(Short problem) Exactly reproduce each entry, leaving out nothing.

(Data excerpts)
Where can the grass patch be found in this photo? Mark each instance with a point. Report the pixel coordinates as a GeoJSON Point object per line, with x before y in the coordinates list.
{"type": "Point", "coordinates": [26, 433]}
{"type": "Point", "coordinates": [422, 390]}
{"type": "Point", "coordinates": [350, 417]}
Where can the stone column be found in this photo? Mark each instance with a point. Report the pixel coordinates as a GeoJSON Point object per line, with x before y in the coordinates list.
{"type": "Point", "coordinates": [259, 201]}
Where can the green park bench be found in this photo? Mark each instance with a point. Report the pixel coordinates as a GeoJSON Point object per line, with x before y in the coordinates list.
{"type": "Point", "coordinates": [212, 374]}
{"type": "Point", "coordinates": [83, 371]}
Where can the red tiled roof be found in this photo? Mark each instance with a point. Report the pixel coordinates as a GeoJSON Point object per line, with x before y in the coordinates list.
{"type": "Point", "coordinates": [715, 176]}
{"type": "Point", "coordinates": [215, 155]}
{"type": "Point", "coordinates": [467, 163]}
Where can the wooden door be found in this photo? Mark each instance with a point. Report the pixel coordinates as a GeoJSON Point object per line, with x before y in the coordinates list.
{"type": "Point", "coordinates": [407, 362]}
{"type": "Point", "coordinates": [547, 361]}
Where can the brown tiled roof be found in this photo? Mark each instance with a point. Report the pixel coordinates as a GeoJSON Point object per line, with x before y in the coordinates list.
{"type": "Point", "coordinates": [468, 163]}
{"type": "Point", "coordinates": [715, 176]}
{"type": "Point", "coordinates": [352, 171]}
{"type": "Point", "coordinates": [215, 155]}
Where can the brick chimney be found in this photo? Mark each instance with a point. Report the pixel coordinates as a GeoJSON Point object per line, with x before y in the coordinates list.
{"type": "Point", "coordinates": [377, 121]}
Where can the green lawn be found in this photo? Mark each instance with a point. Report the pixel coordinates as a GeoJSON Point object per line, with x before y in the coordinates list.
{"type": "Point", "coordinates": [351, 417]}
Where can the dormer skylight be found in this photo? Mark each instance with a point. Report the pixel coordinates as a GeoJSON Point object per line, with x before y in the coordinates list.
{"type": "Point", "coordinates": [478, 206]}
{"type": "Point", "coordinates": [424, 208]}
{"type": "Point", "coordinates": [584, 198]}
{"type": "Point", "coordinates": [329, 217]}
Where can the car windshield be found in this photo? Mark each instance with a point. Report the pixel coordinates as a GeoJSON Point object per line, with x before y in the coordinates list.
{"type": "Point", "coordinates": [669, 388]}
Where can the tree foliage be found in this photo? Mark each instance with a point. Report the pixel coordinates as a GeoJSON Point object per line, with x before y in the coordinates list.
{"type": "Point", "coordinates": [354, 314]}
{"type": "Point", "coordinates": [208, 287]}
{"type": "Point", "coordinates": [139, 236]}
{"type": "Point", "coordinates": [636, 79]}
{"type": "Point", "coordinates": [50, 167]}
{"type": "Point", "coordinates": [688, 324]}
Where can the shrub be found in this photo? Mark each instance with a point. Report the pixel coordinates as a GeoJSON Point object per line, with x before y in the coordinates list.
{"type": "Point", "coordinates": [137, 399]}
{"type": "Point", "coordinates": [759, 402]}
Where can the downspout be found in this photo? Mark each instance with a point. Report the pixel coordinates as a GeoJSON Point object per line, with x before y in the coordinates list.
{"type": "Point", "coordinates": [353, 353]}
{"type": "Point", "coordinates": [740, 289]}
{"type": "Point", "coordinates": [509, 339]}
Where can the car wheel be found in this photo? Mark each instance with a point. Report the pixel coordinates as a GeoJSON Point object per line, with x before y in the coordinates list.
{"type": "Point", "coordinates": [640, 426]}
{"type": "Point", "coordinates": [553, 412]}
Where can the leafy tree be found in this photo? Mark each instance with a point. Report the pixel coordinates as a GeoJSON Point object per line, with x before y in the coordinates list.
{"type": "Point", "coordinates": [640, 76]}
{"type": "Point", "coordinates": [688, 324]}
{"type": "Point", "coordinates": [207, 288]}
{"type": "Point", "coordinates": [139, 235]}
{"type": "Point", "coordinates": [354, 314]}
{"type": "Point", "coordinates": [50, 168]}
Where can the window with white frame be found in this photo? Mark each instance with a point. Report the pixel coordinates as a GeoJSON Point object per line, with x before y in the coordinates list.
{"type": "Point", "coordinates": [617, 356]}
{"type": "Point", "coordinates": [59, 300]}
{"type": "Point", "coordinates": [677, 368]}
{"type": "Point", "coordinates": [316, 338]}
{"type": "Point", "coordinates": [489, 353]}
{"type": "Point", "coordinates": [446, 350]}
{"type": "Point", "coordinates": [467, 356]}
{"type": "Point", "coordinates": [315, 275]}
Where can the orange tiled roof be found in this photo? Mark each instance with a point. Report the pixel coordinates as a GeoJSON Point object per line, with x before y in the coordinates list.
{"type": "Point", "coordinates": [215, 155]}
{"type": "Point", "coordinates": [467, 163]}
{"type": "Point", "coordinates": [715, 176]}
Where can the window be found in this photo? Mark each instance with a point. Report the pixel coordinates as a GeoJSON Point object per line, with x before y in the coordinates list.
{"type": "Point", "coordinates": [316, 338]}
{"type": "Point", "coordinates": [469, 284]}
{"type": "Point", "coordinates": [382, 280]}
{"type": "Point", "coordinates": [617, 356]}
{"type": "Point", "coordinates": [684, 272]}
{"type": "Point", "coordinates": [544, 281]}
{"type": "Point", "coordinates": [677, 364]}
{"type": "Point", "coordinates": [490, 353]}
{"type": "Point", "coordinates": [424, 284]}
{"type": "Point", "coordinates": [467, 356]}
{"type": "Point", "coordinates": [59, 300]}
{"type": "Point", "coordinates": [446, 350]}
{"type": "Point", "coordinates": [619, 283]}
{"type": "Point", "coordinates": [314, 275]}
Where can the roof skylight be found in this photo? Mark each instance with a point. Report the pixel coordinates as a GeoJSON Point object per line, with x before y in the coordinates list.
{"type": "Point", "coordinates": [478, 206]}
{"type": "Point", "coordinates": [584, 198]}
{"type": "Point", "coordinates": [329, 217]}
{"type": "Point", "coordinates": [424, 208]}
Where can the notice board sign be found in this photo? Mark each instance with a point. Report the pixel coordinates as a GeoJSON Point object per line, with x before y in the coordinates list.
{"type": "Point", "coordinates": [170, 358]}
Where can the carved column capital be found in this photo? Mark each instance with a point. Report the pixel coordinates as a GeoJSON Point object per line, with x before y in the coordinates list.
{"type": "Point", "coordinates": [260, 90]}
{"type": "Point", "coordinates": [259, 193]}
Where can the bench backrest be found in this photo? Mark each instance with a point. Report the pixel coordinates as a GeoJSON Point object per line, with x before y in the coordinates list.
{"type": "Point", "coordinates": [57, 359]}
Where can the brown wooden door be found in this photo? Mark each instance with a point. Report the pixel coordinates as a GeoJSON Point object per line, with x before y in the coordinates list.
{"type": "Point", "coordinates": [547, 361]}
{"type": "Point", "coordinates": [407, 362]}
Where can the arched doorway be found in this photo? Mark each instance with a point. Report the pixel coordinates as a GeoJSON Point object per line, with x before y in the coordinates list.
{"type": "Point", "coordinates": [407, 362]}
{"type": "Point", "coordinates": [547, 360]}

(Correct output)
Where can the grass patch be found in this photo? Mark each instance with a point. Report the pixel coordinates as a GeoJSON Point object per line, with x before y in the coordinates list.
{"type": "Point", "coordinates": [26, 433]}
{"type": "Point", "coordinates": [422, 390]}
{"type": "Point", "coordinates": [350, 417]}
Where can the stone column be found in this photo? Mark each instance with a point. Report the pixel coordinates as a GeoJSON Point object per line, with x before y in the coordinates list.
{"type": "Point", "coordinates": [259, 201]}
Where can the green park bench be found in this photo? Mark each instance with a point. Report the pixel coordinates as a GeoJSON Point object per line, with x before y in the coordinates list.
{"type": "Point", "coordinates": [212, 374]}
{"type": "Point", "coordinates": [83, 371]}
Where can the red tiled roof be found in this photo? Mark each instance with a point. Report the pixel coordinates as a GeoJSON Point object per line, with x before y in the coordinates list.
{"type": "Point", "coordinates": [715, 176]}
{"type": "Point", "coordinates": [215, 155]}
{"type": "Point", "coordinates": [467, 163]}
Where can the wooden door be found in this photo? Mark each instance with a point. Report the pixel coordinates as a GeoJSON Point object per line, with x before y in the coordinates list.
{"type": "Point", "coordinates": [407, 362]}
{"type": "Point", "coordinates": [547, 361]}
Where can the brown tiled roof be found in this photo? Mark each instance with a point. Report the pixel coordinates as a GeoJSON Point object per line, with x before y in the coordinates list.
{"type": "Point", "coordinates": [468, 163]}
{"type": "Point", "coordinates": [715, 176]}
{"type": "Point", "coordinates": [352, 171]}
{"type": "Point", "coordinates": [215, 155]}
Where can the brick chimney be found in this photo? Mark each instance with a point. Report the pixel coordinates as a GeoJSON Point object per line, with x before y in the coordinates list.
{"type": "Point", "coordinates": [377, 121]}
Where can the green lawn be found in this photo? Mark each instance with a point. Report the pixel coordinates as a GeoJSON Point object per line, with x before y in the coordinates list.
{"type": "Point", "coordinates": [351, 417]}
Where can the dormer skylight be found in this photo? Mark each instance with a point. Report the pixel coordinates as a GeoJSON Point object per line, with x before y in the coordinates list.
{"type": "Point", "coordinates": [478, 206]}
{"type": "Point", "coordinates": [424, 208]}
{"type": "Point", "coordinates": [584, 198]}
{"type": "Point", "coordinates": [329, 217]}
Where can the car windshield be found in this photo? Mark each instance with a point. Report the pixel coordinates as a GeoJSON Point object per line, with x before y in the coordinates list.
{"type": "Point", "coordinates": [669, 388]}
Where can the tree foliage be found in this photo? Mark each instance with a point. Report the pixel coordinates as a GeoJSON Point object per line, with x before y in the coordinates list.
{"type": "Point", "coordinates": [354, 314]}
{"type": "Point", "coordinates": [208, 287]}
{"type": "Point", "coordinates": [139, 236]}
{"type": "Point", "coordinates": [636, 79]}
{"type": "Point", "coordinates": [50, 167]}
{"type": "Point", "coordinates": [688, 324]}
Where can the shrub be found in this photo? Mark each instance with a point. Report the pixel coordinates as a GeoJSON Point object per line, with x before y in the coordinates list.
{"type": "Point", "coordinates": [137, 399]}
{"type": "Point", "coordinates": [759, 402]}
Where can the downspout be found in this photo? Mark each instance with a point. Report the pixel coordinates as a GeoJSON Point object per line, with x before y in the coordinates list.
{"type": "Point", "coordinates": [353, 353]}
{"type": "Point", "coordinates": [740, 289]}
{"type": "Point", "coordinates": [509, 339]}
Where can the car wheel be found in this photo? Mark each instance with a point. Report the pixel coordinates as a GeoJSON Point object per line, with x before y in the coordinates list.
{"type": "Point", "coordinates": [640, 426]}
{"type": "Point", "coordinates": [553, 412]}
Where can the leafy tree be found in this photo? Mark each instance with a point. Report the pixel coordinates as a GeoJSON Point object per line, with x before y in the coordinates list.
{"type": "Point", "coordinates": [640, 76]}
{"type": "Point", "coordinates": [688, 324]}
{"type": "Point", "coordinates": [207, 288]}
{"type": "Point", "coordinates": [139, 235]}
{"type": "Point", "coordinates": [354, 314]}
{"type": "Point", "coordinates": [50, 168]}
Where can the window with white frame be found in this photo? Mark each instance with a point. Report the pixel coordinates as a GeoJSON Point object per line, with x before y in the coordinates list.
{"type": "Point", "coordinates": [617, 356]}
{"type": "Point", "coordinates": [59, 300]}
{"type": "Point", "coordinates": [677, 368]}
{"type": "Point", "coordinates": [316, 338]}
{"type": "Point", "coordinates": [489, 353]}
{"type": "Point", "coordinates": [446, 350]}
{"type": "Point", "coordinates": [467, 356]}
{"type": "Point", "coordinates": [315, 275]}
Where can the orange tiled roof be found in this photo? Mark each instance with a point. Report the pixel coordinates as a GeoJSON Point object per line, with x before y in the coordinates list.
{"type": "Point", "coordinates": [215, 155]}
{"type": "Point", "coordinates": [467, 163]}
{"type": "Point", "coordinates": [715, 176]}
Where can the window be found in this photo? Mark each instance with a point. Report the pixel coordinates as a GeoJSON Point object per line, with x before y in the coordinates list.
{"type": "Point", "coordinates": [316, 338]}
{"type": "Point", "coordinates": [469, 284]}
{"type": "Point", "coordinates": [382, 280]}
{"type": "Point", "coordinates": [617, 356]}
{"type": "Point", "coordinates": [684, 272]}
{"type": "Point", "coordinates": [544, 281]}
{"type": "Point", "coordinates": [677, 364]}
{"type": "Point", "coordinates": [490, 353]}
{"type": "Point", "coordinates": [424, 284]}
{"type": "Point", "coordinates": [467, 356]}
{"type": "Point", "coordinates": [59, 300]}
{"type": "Point", "coordinates": [446, 350]}
{"type": "Point", "coordinates": [619, 283]}
{"type": "Point", "coordinates": [314, 275]}
Where can the roof skylight be found in this photo? Mark each instance with a point. Report the pixel coordinates as a GeoJSON Point object per line, with x before y in the coordinates list.
{"type": "Point", "coordinates": [478, 206]}
{"type": "Point", "coordinates": [584, 198]}
{"type": "Point", "coordinates": [329, 217]}
{"type": "Point", "coordinates": [424, 208]}
Where can the notice board sign be found in this photo? Mark each instance with a point. Report the pixel coordinates as a GeoJSON Point object per line, with x before y in the coordinates list.
{"type": "Point", "coordinates": [170, 358]}
Where can the carved column capital be found in this photo? Mark each instance with a point. Report the pixel coordinates as a GeoJSON Point object per line, with x before y in the coordinates list.
{"type": "Point", "coordinates": [260, 90]}
{"type": "Point", "coordinates": [259, 193]}
Where can the bench backrest be found in this photo? Mark each instance with a point. Report the pixel coordinates as a GeoJSON Point object per line, with x before y in the coordinates list.
{"type": "Point", "coordinates": [57, 359]}
Where can the brown wooden door be found in this photo? Mark each instance with a point. Report the pixel coordinates as a GeoJSON Point object per line, with x before y in the coordinates list.
{"type": "Point", "coordinates": [547, 361]}
{"type": "Point", "coordinates": [407, 362]}
Where can the arched doorway be found in this photo? Mark each instance with a point. Report the pixel coordinates as a GeoJSON Point object per line, with x before y in the coordinates list.
{"type": "Point", "coordinates": [407, 362]}
{"type": "Point", "coordinates": [547, 360]}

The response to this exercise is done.